• **Dataset records**
-=-=-
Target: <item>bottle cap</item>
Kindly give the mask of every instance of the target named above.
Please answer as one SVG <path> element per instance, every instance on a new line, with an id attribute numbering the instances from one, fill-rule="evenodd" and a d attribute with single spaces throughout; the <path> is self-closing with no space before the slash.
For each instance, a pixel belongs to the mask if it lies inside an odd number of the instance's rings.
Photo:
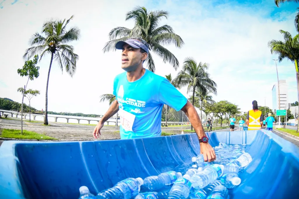
<path id="1" fill-rule="evenodd" d="M 238 177 L 234 177 L 231 180 L 231 183 L 234 185 L 237 186 L 241 183 L 241 179 Z"/>
<path id="2" fill-rule="evenodd" d="M 143 184 L 143 180 L 141 178 L 137 178 L 136 180 L 138 181 L 141 186 Z"/>
<path id="3" fill-rule="evenodd" d="M 88 189 L 88 188 L 86 186 L 82 186 L 80 187 L 80 188 L 79 188 L 79 191 L 81 193 L 83 191 L 89 191 L 89 190 Z"/>

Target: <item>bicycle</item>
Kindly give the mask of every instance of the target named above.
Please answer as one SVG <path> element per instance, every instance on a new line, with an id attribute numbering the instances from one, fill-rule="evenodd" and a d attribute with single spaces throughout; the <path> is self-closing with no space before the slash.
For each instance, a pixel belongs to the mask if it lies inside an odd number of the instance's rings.
<path id="1" fill-rule="evenodd" d="M 212 130 L 211 130 L 211 127 L 209 124 L 207 124 L 207 130 L 208 132 L 210 132 Z"/>

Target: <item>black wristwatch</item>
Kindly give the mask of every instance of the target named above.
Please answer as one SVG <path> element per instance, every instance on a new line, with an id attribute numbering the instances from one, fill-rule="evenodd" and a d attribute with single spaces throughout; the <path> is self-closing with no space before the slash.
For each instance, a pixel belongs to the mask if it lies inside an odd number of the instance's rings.
<path id="1" fill-rule="evenodd" d="M 209 140 L 209 138 L 206 136 L 203 136 L 201 139 L 199 140 L 199 143 L 203 142 L 204 143 L 207 143 Z"/>

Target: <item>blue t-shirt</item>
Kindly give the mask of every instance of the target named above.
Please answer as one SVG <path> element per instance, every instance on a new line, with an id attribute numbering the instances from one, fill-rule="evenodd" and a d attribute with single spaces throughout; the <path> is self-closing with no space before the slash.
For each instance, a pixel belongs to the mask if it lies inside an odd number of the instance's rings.
<path id="1" fill-rule="evenodd" d="M 235 122 L 236 119 L 234 118 L 229 118 L 229 121 L 231 122 L 231 123 L 230 123 L 230 124 L 231 125 L 234 125 L 235 123 L 233 122 Z"/>
<path id="2" fill-rule="evenodd" d="M 273 128 L 273 123 L 275 121 L 275 119 L 272 116 L 268 117 L 266 119 L 267 128 Z"/>
<path id="3" fill-rule="evenodd" d="M 160 136 L 163 105 L 177 111 L 187 103 L 187 98 L 167 79 L 147 70 L 132 82 L 128 81 L 126 72 L 117 75 L 113 95 L 118 102 L 122 139 Z"/>
<path id="4" fill-rule="evenodd" d="M 245 124 L 245 122 L 243 120 L 239 121 L 239 126 L 240 127 L 243 127 Z"/>

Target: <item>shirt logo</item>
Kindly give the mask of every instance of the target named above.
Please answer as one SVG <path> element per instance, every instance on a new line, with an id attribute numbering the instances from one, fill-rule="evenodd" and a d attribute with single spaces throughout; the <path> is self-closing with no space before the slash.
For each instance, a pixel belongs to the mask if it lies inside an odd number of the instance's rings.
<path id="1" fill-rule="evenodd" d="M 140 109 L 139 108 L 135 108 L 135 109 L 131 109 L 131 112 L 135 112 L 135 113 L 143 113 L 144 112 L 144 111 L 141 111 Z"/>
-=-=-
Write out all of the lines above verbatim, leaving out the picture.

• **Answer to this problem**
Target: <item>bottle cap</item>
Kindly give the mask of every instance of the target named above.
Please answer as one SVG <path> element per instance, every instance on a new line, with an id attribute numbering the instances from one, fill-rule="evenodd" and a d attribute with single spaces throughout; the <path> is self-closing with no space before the slash.
For each instance, a pixel belongs to the mask if it lies inside an odd number of the instance's rings.
Photo:
<path id="1" fill-rule="evenodd" d="M 238 177 L 234 177 L 231 180 L 231 183 L 234 185 L 237 186 L 241 183 L 241 179 Z"/>
<path id="2" fill-rule="evenodd" d="M 143 184 L 143 180 L 141 178 L 137 178 L 136 180 L 138 181 L 141 186 Z"/>
<path id="3" fill-rule="evenodd" d="M 88 189 L 88 188 L 86 186 L 82 186 L 80 187 L 80 188 L 79 188 L 79 191 L 81 193 L 83 191 L 89 191 L 89 190 Z"/>

Target: <item>bicycle</item>
Kindly give the mask of every instance of the target named above.
Please answer as one SVG <path> element per instance, every instance on a new line, with an id attribute numbering the instances from one, fill-rule="evenodd" and a d attribute with single spaces throughout; the <path> is self-closing with no space before the slash.
For each instance, a pixel belongs to the mask if it lies inside an odd number of the instance's rings.
<path id="1" fill-rule="evenodd" d="M 212 130 L 211 130 L 211 127 L 209 124 L 207 124 L 207 130 L 208 132 L 210 132 Z"/>

Target: <item>black wristwatch</item>
Kindly give the mask of every instance of the target named above.
Please answer as one SVG <path> element per instance, every instance on a new line, with an id attribute numbering the instances from one, fill-rule="evenodd" and a d attribute with single spaces throughout; the <path> is self-closing with no space before the slash.
For each instance, a pixel belongs to the mask if it lies inside an odd number of the instance's rings.
<path id="1" fill-rule="evenodd" d="M 209 140 L 209 138 L 206 136 L 203 136 L 201 139 L 199 140 L 199 143 L 203 142 L 204 143 L 207 143 Z"/>

Target: <item>blue t-shirt</item>
Kindly give the mask of every instance of the target named above.
Please answer as one SVG <path> element per instance, every instance on a new line, with an id attribute numbering the instances from one, fill-rule="evenodd" and a d attribute with single spaces throughout; the <path> is self-closing with no space before the slash.
For each instance, a pixel belongs to the mask if it lies inside an odd number of the instance's rings.
<path id="1" fill-rule="evenodd" d="M 235 122 L 236 119 L 234 118 L 229 118 L 229 121 L 231 122 L 231 123 L 230 123 L 230 124 L 231 125 L 234 125 L 235 123 L 233 122 Z"/>
<path id="2" fill-rule="evenodd" d="M 273 128 L 273 123 L 275 121 L 275 119 L 272 116 L 268 117 L 266 119 L 267 128 Z"/>
<path id="3" fill-rule="evenodd" d="M 160 136 L 163 105 L 177 111 L 187 103 L 187 98 L 167 79 L 147 70 L 132 82 L 128 81 L 126 72 L 117 75 L 113 95 L 118 102 L 122 139 Z"/>
<path id="4" fill-rule="evenodd" d="M 245 124 L 245 122 L 243 120 L 239 121 L 239 126 L 240 127 L 243 127 Z"/>

Target: <item>shirt logo</item>
Kindly give the mask of every instance of the target named above.
Please answer as one SVG <path> element per instance, every instance on a new line, with an id attribute numbering the instances from one, fill-rule="evenodd" and a d attribute with single spaces throughout; the <path> is self-closing with no space before the slash.
For each instance, a pixel belongs to the mask if it lies inside an odd number of the instance's rings.
<path id="1" fill-rule="evenodd" d="M 140 109 L 139 108 L 135 108 L 135 109 L 131 109 L 131 112 L 135 112 L 135 113 L 143 113 L 144 112 L 144 111 L 141 111 Z"/>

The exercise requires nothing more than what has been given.